--- begin PROVIDED RECORDS ---
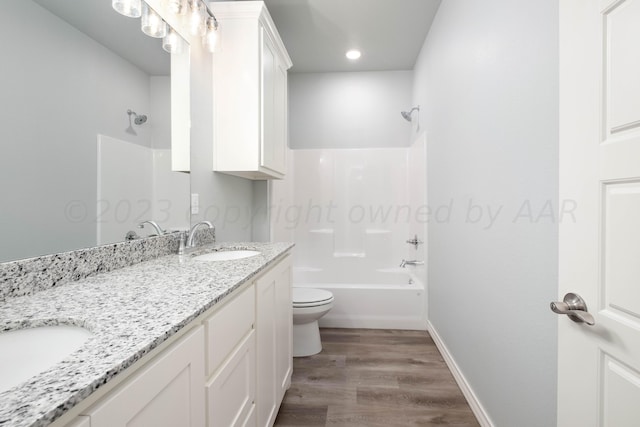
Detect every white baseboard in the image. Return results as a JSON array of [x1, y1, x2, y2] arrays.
[[427, 321, 494, 427]]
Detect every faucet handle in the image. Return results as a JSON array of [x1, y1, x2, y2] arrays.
[[407, 234, 424, 249]]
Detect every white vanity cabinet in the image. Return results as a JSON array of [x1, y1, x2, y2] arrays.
[[83, 326, 205, 427], [256, 256, 293, 427], [55, 253, 293, 427], [209, 1, 292, 179], [205, 284, 256, 427]]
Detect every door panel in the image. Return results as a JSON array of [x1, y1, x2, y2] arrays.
[[558, 0, 640, 427]]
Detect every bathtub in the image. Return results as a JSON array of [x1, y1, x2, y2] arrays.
[[293, 267, 427, 330]]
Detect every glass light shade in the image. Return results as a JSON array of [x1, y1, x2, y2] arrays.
[[162, 27, 182, 54], [111, 0, 142, 18], [202, 17, 218, 53], [189, 0, 206, 36], [167, 0, 186, 15], [140, 3, 167, 38]]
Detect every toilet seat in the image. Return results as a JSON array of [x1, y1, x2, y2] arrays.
[[293, 288, 333, 308]]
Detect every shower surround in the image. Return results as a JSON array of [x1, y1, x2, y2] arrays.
[[288, 141, 428, 329]]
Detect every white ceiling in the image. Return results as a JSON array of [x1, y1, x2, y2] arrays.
[[242, 0, 440, 72], [35, 0, 441, 75]]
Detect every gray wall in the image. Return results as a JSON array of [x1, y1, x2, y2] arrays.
[[0, 0, 153, 261], [289, 71, 413, 149], [414, 0, 558, 427]]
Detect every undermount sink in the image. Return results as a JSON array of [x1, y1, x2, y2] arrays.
[[0, 325, 93, 393], [193, 249, 260, 261]]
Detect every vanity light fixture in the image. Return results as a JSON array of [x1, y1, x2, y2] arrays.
[[111, 0, 219, 53], [345, 49, 362, 61], [111, 0, 142, 18], [140, 3, 167, 38], [167, 0, 186, 15], [202, 17, 218, 53], [127, 110, 147, 126], [162, 27, 182, 54]]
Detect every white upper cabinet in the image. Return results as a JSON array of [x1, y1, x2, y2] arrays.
[[209, 1, 292, 179]]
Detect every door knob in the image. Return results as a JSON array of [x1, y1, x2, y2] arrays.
[[550, 292, 596, 326]]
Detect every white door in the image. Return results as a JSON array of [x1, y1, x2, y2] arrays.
[[558, 0, 640, 427]]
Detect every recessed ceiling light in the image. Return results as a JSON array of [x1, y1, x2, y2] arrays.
[[346, 49, 362, 60]]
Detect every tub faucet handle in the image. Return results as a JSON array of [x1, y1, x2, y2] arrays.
[[407, 234, 424, 250], [400, 259, 424, 268]]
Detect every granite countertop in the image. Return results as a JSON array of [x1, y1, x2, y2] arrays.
[[0, 243, 293, 427]]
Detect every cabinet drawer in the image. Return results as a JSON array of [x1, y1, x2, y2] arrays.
[[205, 286, 255, 377], [206, 331, 256, 427]]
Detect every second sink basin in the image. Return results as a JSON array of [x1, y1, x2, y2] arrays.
[[193, 249, 260, 261], [0, 325, 92, 393]]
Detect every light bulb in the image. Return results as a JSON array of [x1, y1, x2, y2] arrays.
[[202, 17, 218, 53], [140, 3, 167, 38], [162, 27, 182, 54], [189, 0, 206, 36], [345, 49, 362, 60], [111, 0, 142, 18]]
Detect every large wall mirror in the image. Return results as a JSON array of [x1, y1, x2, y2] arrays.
[[0, 0, 189, 262]]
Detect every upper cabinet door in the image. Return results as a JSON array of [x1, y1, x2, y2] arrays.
[[210, 1, 291, 179]]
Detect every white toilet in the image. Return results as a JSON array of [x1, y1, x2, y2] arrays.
[[293, 287, 333, 357]]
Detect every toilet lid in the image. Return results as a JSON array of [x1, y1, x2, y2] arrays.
[[293, 288, 333, 307]]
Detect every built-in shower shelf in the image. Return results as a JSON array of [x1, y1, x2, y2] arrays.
[[333, 252, 367, 258], [309, 228, 333, 234], [365, 228, 391, 234]]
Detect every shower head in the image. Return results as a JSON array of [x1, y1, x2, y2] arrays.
[[127, 110, 147, 125], [400, 105, 420, 122]]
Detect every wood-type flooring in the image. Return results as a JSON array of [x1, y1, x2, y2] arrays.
[[275, 329, 479, 427]]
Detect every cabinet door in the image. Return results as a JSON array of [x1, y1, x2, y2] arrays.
[[86, 326, 205, 427], [256, 270, 277, 427], [276, 256, 293, 402], [206, 332, 256, 427], [204, 286, 255, 377], [260, 28, 284, 176], [256, 256, 293, 427]]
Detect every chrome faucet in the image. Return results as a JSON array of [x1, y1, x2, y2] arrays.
[[400, 259, 424, 268], [407, 234, 424, 250], [138, 221, 165, 236], [187, 221, 216, 248]]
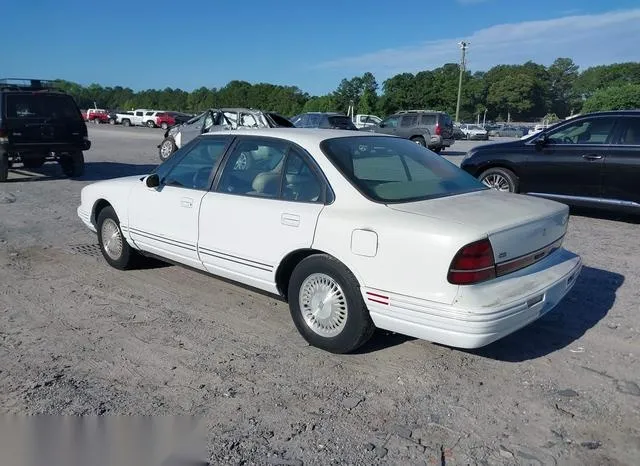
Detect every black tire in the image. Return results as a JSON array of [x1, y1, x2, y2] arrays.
[[158, 137, 178, 162], [0, 154, 9, 183], [22, 157, 45, 170], [411, 136, 427, 147], [59, 151, 84, 178], [478, 167, 519, 193], [96, 206, 140, 270], [287, 254, 375, 354]]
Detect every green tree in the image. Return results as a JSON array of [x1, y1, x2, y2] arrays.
[[582, 84, 640, 112]]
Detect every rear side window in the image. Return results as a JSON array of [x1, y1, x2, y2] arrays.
[[420, 115, 436, 126], [329, 116, 356, 129], [6, 94, 82, 119], [400, 115, 418, 128]]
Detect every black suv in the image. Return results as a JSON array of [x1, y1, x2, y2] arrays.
[[0, 79, 91, 182], [291, 112, 358, 131]]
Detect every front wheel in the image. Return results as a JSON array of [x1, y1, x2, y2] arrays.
[[159, 138, 178, 162], [479, 167, 518, 193], [287, 254, 375, 353], [97, 206, 137, 270], [59, 151, 84, 178]]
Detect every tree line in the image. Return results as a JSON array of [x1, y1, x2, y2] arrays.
[[56, 58, 640, 121]]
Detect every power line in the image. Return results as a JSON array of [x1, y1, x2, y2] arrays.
[[455, 41, 469, 123]]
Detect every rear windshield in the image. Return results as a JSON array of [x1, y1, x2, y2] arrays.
[[320, 136, 488, 203], [6, 94, 82, 119], [329, 115, 357, 129]]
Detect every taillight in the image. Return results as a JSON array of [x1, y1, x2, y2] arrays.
[[447, 239, 496, 285]]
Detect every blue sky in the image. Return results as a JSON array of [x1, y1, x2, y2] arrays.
[[5, 0, 640, 94]]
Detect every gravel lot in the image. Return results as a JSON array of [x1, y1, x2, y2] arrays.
[[0, 125, 640, 465]]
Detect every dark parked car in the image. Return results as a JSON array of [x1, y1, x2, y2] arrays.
[[461, 110, 640, 214], [291, 112, 358, 131], [362, 110, 454, 152], [0, 79, 91, 182]]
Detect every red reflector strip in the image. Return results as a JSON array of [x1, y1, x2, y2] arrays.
[[367, 291, 389, 306]]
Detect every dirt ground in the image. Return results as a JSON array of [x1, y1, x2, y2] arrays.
[[0, 125, 640, 465]]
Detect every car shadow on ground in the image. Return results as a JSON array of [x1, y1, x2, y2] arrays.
[[7, 162, 157, 183], [468, 266, 624, 362]]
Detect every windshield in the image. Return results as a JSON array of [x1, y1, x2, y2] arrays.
[[320, 136, 488, 203]]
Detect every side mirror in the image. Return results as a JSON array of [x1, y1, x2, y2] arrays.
[[145, 173, 160, 188]]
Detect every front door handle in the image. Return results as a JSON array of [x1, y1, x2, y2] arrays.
[[280, 214, 300, 227]]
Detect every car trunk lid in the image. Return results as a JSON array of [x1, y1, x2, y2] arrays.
[[389, 190, 569, 265]]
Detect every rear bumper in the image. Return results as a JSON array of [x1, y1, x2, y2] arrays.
[[362, 250, 582, 348]]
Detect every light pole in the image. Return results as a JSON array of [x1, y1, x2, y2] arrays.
[[456, 41, 469, 123]]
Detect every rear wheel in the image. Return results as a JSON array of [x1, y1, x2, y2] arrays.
[[287, 254, 375, 353], [159, 138, 178, 161], [22, 157, 45, 170], [479, 167, 518, 193], [97, 206, 138, 270], [411, 136, 427, 147], [59, 151, 84, 178], [0, 153, 9, 183]]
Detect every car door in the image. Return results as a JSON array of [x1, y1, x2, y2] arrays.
[[602, 115, 640, 207], [198, 136, 326, 292], [375, 115, 400, 135], [396, 115, 418, 138], [128, 136, 232, 268], [519, 117, 615, 197]]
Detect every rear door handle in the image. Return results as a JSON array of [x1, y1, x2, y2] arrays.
[[280, 214, 300, 227]]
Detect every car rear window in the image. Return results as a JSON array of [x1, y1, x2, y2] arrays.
[[320, 136, 489, 203], [6, 94, 82, 119], [329, 115, 356, 129]]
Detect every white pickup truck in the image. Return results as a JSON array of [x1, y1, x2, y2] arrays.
[[116, 108, 162, 128]]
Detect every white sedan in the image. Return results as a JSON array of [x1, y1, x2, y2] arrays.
[[78, 129, 582, 353]]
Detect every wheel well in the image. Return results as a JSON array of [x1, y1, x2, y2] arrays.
[[91, 199, 111, 225], [276, 249, 324, 301]]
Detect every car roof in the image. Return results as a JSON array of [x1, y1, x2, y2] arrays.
[[202, 128, 384, 145]]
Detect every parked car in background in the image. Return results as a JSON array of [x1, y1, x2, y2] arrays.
[[362, 110, 454, 152], [78, 129, 582, 353], [489, 125, 525, 138], [158, 108, 295, 160], [156, 112, 193, 129], [461, 110, 640, 214], [460, 124, 489, 141], [291, 112, 358, 131], [0, 79, 91, 181], [353, 114, 382, 129]]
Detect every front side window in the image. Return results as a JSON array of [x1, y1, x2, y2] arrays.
[[616, 117, 640, 146], [548, 118, 615, 144], [217, 139, 288, 199], [156, 137, 229, 190], [320, 136, 488, 203]]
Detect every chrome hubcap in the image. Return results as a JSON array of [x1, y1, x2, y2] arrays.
[[482, 173, 511, 192], [298, 273, 349, 338], [101, 218, 122, 260]]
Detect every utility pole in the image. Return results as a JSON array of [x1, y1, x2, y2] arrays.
[[455, 41, 469, 123]]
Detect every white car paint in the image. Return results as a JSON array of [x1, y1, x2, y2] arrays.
[[78, 128, 582, 348]]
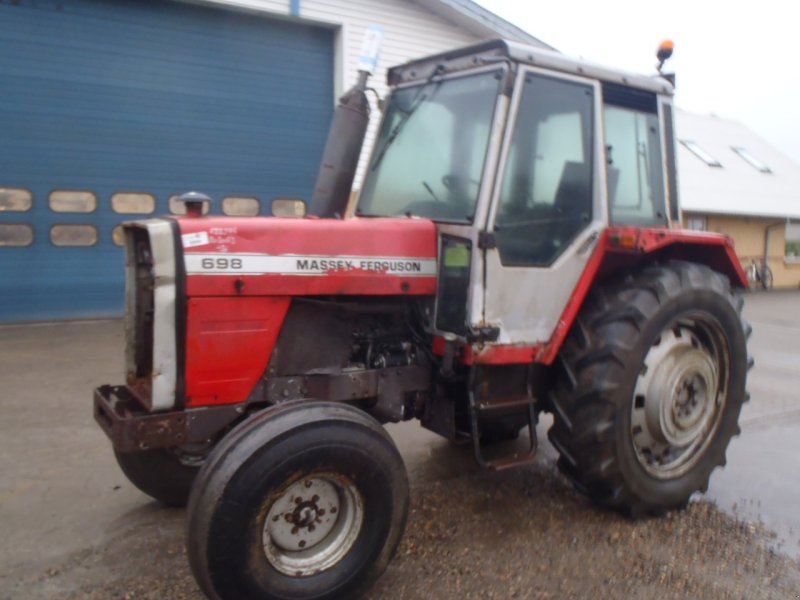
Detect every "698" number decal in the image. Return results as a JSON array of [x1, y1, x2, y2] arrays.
[[200, 257, 242, 271]]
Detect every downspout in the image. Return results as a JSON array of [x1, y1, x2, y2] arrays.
[[764, 219, 789, 267]]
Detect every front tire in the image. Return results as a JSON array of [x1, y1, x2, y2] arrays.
[[549, 262, 748, 516], [187, 402, 409, 600]]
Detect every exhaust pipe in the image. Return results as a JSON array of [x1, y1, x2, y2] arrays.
[[308, 25, 383, 219]]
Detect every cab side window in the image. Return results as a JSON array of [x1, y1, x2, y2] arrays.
[[603, 83, 667, 225], [495, 74, 593, 266]]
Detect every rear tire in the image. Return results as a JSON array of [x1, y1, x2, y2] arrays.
[[187, 402, 409, 600], [549, 262, 748, 516], [114, 448, 200, 507]]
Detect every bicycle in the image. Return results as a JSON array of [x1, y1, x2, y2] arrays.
[[747, 259, 772, 290]]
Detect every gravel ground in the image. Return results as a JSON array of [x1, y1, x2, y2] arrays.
[[7, 461, 800, 600]]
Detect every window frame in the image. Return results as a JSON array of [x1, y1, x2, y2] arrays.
[[220, 194, 261, 217], [479, 65, 596, 270], [109, 191, 158, 215], [678, 139, 725, 169], [0, 187, 34, 214], [731, 146, 772, 175], [48, 223, 100, 248], [47, 188, 98, 215], [0, 222, 36, 248]]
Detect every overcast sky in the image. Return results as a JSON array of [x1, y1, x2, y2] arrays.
[[477, 0, 800, 164]]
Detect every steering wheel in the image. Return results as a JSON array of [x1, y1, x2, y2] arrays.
[[442, 174, 481, 193]]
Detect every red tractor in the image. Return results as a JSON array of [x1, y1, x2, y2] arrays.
[[94, 41, 749, 600]]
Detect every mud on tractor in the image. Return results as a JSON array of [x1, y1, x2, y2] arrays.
[[94, 41, 749, 600]]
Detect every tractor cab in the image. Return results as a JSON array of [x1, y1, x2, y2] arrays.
[[356, 40, 679, 345]]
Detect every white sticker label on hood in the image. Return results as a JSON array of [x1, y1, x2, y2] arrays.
[[181, 231, 208, 248]]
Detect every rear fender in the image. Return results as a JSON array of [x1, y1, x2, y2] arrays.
[[460, 227, 748, 365]]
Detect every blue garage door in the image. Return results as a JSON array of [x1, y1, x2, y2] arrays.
[[0, 0, 333, 321]]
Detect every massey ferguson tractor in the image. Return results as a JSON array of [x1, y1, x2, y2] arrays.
[[94, 41, 749, 600]]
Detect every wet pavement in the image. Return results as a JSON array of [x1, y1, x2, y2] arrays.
[[706, 291, 800, 557], [0, 291, 800, 600]]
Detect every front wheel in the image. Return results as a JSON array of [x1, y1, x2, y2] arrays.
[[549, 262, 748, 515], [187, 402, 408, 600]]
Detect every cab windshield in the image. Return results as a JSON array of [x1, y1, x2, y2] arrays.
[[357, 71, 502, 222]]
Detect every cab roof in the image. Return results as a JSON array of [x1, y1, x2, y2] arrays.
[[387, 40, 673, 96]]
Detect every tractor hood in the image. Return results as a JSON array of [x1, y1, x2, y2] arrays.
[[176, 217, 437, 297]]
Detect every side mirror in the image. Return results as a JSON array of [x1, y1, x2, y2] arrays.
[[272, 198, 306, 217]]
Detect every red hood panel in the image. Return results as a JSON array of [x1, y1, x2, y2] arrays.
[[178, 217, 437, 296]]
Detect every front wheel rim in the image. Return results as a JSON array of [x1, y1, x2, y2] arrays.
[[631, 315, 730, 479], [262, 473, 364, 577]]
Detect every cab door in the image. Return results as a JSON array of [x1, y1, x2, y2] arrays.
[[483, 69, 606, 344]]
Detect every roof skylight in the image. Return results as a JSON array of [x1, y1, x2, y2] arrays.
[[731, 146, 772, 173], [680, 140, 722, 168]]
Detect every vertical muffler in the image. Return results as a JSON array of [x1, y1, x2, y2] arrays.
[[307, 25, 383, 219]]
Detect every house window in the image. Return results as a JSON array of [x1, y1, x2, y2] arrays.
[[111, 192, 156, 215], [731, 146, 772, 173], [50, 190, 97, 212], [0, 188, 33, 212], [680, 140, 722, 168], [785, 223, 800, 263], [686, 217, 708, 231], [169, 194, 211, 215]]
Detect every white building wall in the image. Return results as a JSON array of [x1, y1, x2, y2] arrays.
[[191, 0, 482, 187]]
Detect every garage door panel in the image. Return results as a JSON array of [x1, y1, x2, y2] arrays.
[[0, 0, 333, 321]]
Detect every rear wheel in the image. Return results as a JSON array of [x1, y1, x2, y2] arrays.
[[188, 402, 408, 600], [549, 262, 748, 515]]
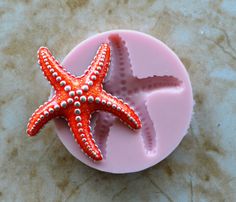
--- end PROVIDED RECORDS ---
Repeat the lines in the records above word for word, beginning with the line that contains "Detect every bathtub" and ending after the line that contains "[[293, 288, 333, 308]]". Include both of those lines and nothing else.

OUTPUT OF THE EXERCISE.
Detect every bathtub in the image. Return results as a JSON array of [x1, y1, x2, y2] arrays.
[[293, 267, 427, 330]]
Detect every glass light shade in the image. Return results as a JSON array of [x1, y1, x2, y2] arrays.
[[162, 27, 182, 54], [111, 0, 142, 18], [202, 17, 218, 53], [189, 0, 206, 36], [167, 0, 186, 15], [140, 3, 167, 38]]
Detect every toilet seat in the image. Return results as a JSON array of [x1, y1, x2, y2] arrays.
[[293, 288, 333, 308]]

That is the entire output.